Repeat each line of the data below exactly, but skip the pictures.

***** Working data *****

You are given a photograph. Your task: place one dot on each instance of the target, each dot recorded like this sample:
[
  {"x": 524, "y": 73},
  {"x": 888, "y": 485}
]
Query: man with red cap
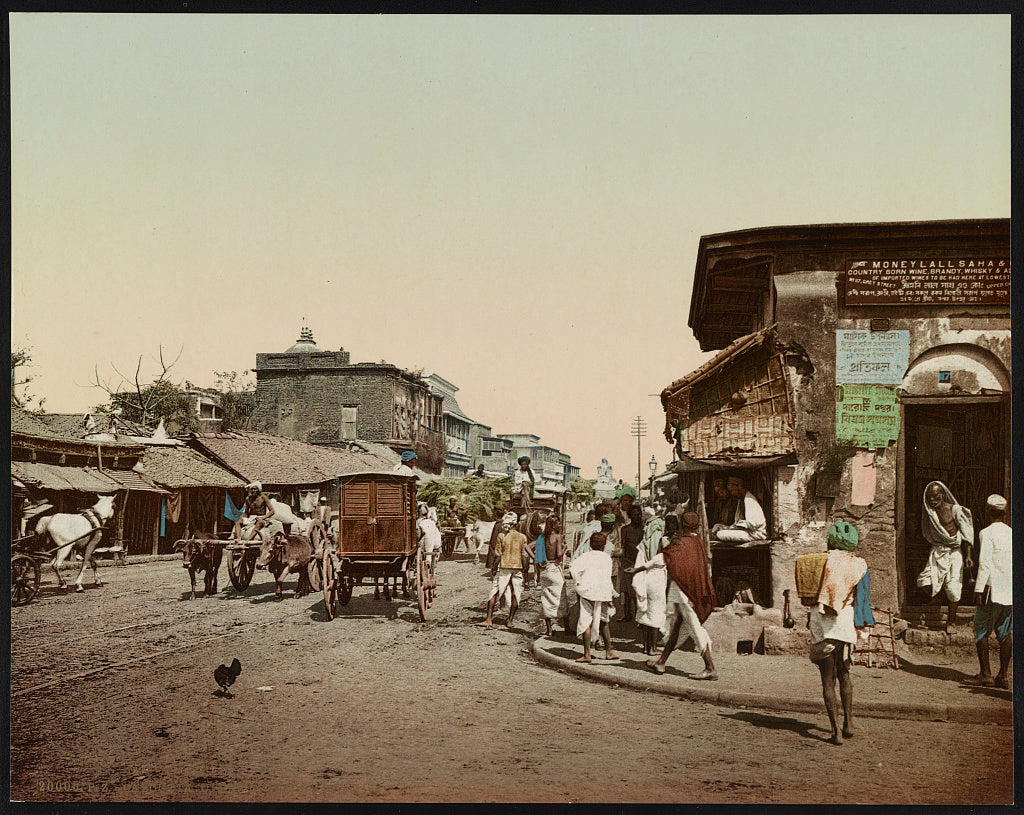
[{"x": 691, "y": 596}]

*****

**Result of the task**:
You are given a photograph. Your task: place one dot on each instance of the target, each dot recorded like this sample:
[
  {"x": 524, "y": 73},
  {"x": 888, "y": 485}
]
Query: man with red cap
[{"x": 691, "y": 596}]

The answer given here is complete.